= Record set =
________

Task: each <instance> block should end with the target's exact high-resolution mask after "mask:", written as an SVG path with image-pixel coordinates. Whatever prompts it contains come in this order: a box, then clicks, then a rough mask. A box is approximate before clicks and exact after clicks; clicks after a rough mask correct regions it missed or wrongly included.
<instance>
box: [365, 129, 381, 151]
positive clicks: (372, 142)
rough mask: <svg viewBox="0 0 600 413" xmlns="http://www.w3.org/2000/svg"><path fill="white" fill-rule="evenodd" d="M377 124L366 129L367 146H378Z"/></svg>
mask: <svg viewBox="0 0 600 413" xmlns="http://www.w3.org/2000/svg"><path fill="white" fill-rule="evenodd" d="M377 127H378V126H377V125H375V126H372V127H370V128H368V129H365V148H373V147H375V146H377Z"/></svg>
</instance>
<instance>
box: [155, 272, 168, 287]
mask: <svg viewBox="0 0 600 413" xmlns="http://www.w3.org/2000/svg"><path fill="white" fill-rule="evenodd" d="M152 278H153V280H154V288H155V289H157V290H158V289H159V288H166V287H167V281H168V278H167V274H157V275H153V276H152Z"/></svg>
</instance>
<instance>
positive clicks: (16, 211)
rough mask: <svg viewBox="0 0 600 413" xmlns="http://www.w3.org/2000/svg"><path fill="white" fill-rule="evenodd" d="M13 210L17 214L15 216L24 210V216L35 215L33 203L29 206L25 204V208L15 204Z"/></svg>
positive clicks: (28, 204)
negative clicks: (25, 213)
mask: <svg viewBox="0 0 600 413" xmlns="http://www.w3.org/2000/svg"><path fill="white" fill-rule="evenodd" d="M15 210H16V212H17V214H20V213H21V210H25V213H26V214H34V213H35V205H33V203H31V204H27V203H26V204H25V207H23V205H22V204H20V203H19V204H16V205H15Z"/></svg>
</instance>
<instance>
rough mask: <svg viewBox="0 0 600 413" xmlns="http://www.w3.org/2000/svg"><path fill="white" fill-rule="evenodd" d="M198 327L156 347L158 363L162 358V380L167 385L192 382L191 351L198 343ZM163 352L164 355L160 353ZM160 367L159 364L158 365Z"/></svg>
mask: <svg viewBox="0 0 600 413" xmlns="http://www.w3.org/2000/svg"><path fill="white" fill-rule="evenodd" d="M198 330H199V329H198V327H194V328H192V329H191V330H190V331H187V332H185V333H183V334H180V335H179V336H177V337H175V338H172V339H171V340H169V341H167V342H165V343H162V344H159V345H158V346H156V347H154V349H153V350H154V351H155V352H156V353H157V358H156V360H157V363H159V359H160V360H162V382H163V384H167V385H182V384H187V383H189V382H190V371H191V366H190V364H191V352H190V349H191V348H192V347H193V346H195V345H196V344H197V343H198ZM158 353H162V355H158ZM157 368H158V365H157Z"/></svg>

________

= What to work on =
Set down each entry from above once more, exactly as written.

= Answer =
Task: each <instance> block should end with the target's exact high-resolution mask after "mask:", written as an SVG path with image-pixel coordinates. Whatever prompts it contains come in this order: a box, then clicks, then a rough mask. A box is approximate before clicks and exact after clicks; clicks after a rough mask correct regions it missed or wrongly included.
<instance>
box: [365, 129, 381, 151]
positive clicks: (372, 142)
rough mask: <svg viewBox="0 0 600 413" xmlns="http://www.w3.org/2000/svg"><path fill="white" fill-rule="evenodd" d="M377 124L366 129L367 146H378Z"/></svg>
mask: <svg viewBox="0 0 600 413" xmlns="http://www.w3.org/2000/svg"><path fill="white" fill-rule="evenodd" d="M377 127H378V126H377V125H375V126H372V127H370V128H368V129H365V148H373V147H375V146H377Z"/></svg>
</instance>
<instance>
box: [155, 272, 168, 287]
mask: <svg viewBox="0 0 600 413" xmlns="http://www.w3.org/2000/svg"><path fill="white" fill-rule="evenodd" d="M152 278H153V280H154V288H155V289H157V290H158V289H159V288H166V287H167V281H168V278H167V274H157V275H153V276H152Z"/></svg>
</instance>
<instance>
positive clicks: (16, 211)
rough mask: <svg viewBox="0 0 600 413" xmlns="http://www.w3.org/2000/svg"><path fill="white" fill-rule="evenodd" d="M13 210L17 214L15 216L24 210V216L35 215L33 203L29 206L25 204V208L15 204Z"/></svg>
positive clicks: (28, 204)
negative clicks: (25, 213)
mask: <svg viewBox="0 0 600 413" xmlns="http://www.w3.org/2000/svg"><path fill="white" fill-rule="evenodd" d="M15 210H16V212H17V214H20V213H21V210H25V213H26V214H34V213H35V205H33V203H31V204H27V203H26V204H25V207H23V205H22V204H20V203H19V204H16V205H15Z"/></svg>
</instance>
<instance>
rough mask: <svg viewBox="0 0 600 413" xmlns="http://www.w3.org/2000/svg"><path fill="white" fill-rule="evenodd" d="M198 327L156 347L158 363L162 358V380L167 385L192 382L191 351L198 343ZM163 352L164 355L160 353ZM160 367L159 364L158 365Z"/></svg>
mask: <svg viewBox="0 0 600 413" xmlns="http://www.w3.org/2000/svg"><path fill="white" fill-rule="evenodd" d="M198 330H199V329H198V327H194V328H192V329H191V330H190V331H187V332H185V333H183V334H180V335H179V336H177V337H175V338H172V339H171V340H169V341H167V342H165V343H162V344H159V345H158V346H156V347H154V349H153V350H154V351H155V352H156V353H157V358H156V360H157V363H159V359H160V360H162V382H163V384H167V385H182V384H187V383H189V382H190V371H191V366H190V364H191V352H190V349H191V348H192V347H193V346H195V345H196V344H197V343H198ZM158 353H162V355H158ZM157 368H158V365H157Z"/></svg>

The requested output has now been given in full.